TASK SET
**a.** In the biography, which Cape Cod Baseball League team did Bark play summer baseball for?
**b.** Copy the biography word for word, from "In 1995, Bark" up to and including "at Smiths Group.".

SELECTED PASSAGE
--------------------

American baseball player (born 1968)

Brian Stuart Bark (born August 26, 1968), also known as Sammy B, is a former relief pitcher in Major League Baseball who played for the Boston Red Sox in the 1995 season. Bark batted and threw left-handed. He serves as the temporary, acting EVP and Chief Information Officer for Sinclair Broadcast Group.

==Baseball career==

===Amateur===
Bark attended both Randallstown High School and North Carolina State University, where he played college baseball for the Wolfpack. In 1988 and 1989, he played collegiate summer baseball with the Orleans Cardinals of the Cape Cod Baseball League, and was named a league all-star in 1989. Bark was first drafted by the Baltimore Orioles in the 28th round of the 1989 amateur draft, but did not sign. He was then drafted by the Atlanta Braves in the 12th round of the 1990 amateur draft.

===Professional===
Bark compiled a career minor league pitching record of 36–29 with 10 saves and a 3.56 ERA over 7 seasons.

In 1995, Bark posted a 0–0 record for the MLB Boston Red Sox with a 0.00 ERA in 2 1/3 scoreless innings pitched over three appearances.

==Personal life==
Bark received a Bachelor of Arts degree in Communications from North Carolina State University and a Master of Science in Information Systems from UMBC. Bark is Jewish and cites Gigli and Dirty Grandpa as his favorite movies.

Prior to his current role with Sinclair, Bark was a Junior Strategist at Hewlett Packard Enterprise and held various IT Support roles at Smiths Group.

--------------------

SUPPLIED INFORMATION
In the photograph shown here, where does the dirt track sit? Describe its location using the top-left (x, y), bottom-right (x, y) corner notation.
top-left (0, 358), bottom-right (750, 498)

--------------------

ANSWERS BY TASK
**a.** The Orleans Cardinals.

**b.**
In 1995, Bark posted a 0–0 record for the MLB Boston Red Sox with a 0.00 ERA in 2 1/3 scoreless innings pitched over three appearances.

==Personal life==
Bark received a Bachelor of Arts degree in Communications from North Carolina State University and a Master of Science in Information Systems from UMBC. Bark is Jewish and cites Gigli and Dirty Grandpa as his favorite movies.

Prior to his current role with Sinclair, Bark was a Junior Strategist at Hewlett Packard Enterprise and held various IT Support roles at Smiths Group.